> Request 1: In the thread on string comparison, reproduce the passage from "Looking at the" to "and small/fixed-length strings.", swapping "complexity class" for "order of growth".
> Request 2:
Answer these questions about the thread on string comparison:
(a) What time per loop was measured for comparing the two strings built from 'ab' * 500000000?
(b) What does the quoted document say it will mostly assume about == checking on values in lists?
(c) Which comparison does the reply give as the best case scenario?

Reputation: 740
I ran some test to determine if O(==) for Strings is O(len(string)) or O(1).
My tests:
import timeit
x = 'ab' * 500000000
y = 'ab' * 500000000
%timeit x == y
> 163 ms ± 4.62 ms per loop (mean ± std. dev. of 7 runs, 1 loop each)
x = 'ab' * 5000
y = 'ab' * 5000
%timeit x == y
> 630 ns ± 23.2 ns per loop (mean ± std. dev. of 7 runs, 1000000 loops each)
Looking at the above results I understand that string comparison is linear O(N) and not O(1).
However, I was reading this document: Complexities of Python Operations
The part:
Finally, when comparing two lists for equality, the complexity class above shows as O(N), but in reality we would need to multiply this complexity class by O==(...) where O==(...) is the complexity class for checking whether two values in the list are ==. If they are ints, O==(...) would be O(1); if they are strings, O==(...) in the worst case it would be O(len(string)). This issue applies any time an == check is done. We mostly will assume == checking on values in lists is O(1): e.g., checking ints and small/fixed-length strings.
This says the worst case for strings would be O(len(string)). My question is why worst case? Shouldn't the best/average case be O(len(string))?
Upvotes: 3
Views: 5165
Reputation: 42786
The algorithm is simple, you check the strings char by char, so:
Hello == Hello => They are equal...so it is actually the worst case because you check all the chars from both strings
Hello != Hella => Still worst case, you realize they are different in the last char of the strings.
hello != Hello => Best case scenario, the first char for both (h != H) are different, so you stop checking them there.
Upvotes: 4

> Data provided:
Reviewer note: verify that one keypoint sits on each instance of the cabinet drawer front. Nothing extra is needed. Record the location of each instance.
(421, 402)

> Full solution 1:
Looking at the above results I understand that string comparison is linear O(N) and not O(1).
However, I was reading this document: Complexities of Python Operations
The part:
Finally, when comparing two lists for equality, the order of growth above shows as O(N), but in reality we would need to multiply this order of growth by O==(...) where O==(...) is the order of growth for checking whether two values in the list are ==. If they are ints, O==(...) would be O(1); if they are strings, O==(...) in the worst case it would be O(len(string)). This issue applies any time an == check is done. We mostly will assume == checking on values in lists is O(1): e.g., checking ints and small/fixed-length strings.

> Full solution 2:
(a) 163 ms ± 4.62 ms per loop.
(b) That it is O(1), as when checking ints and small/fixed-length strings.
(c) hello != Hello, because the first characters (h and H) differ, so checking stops there.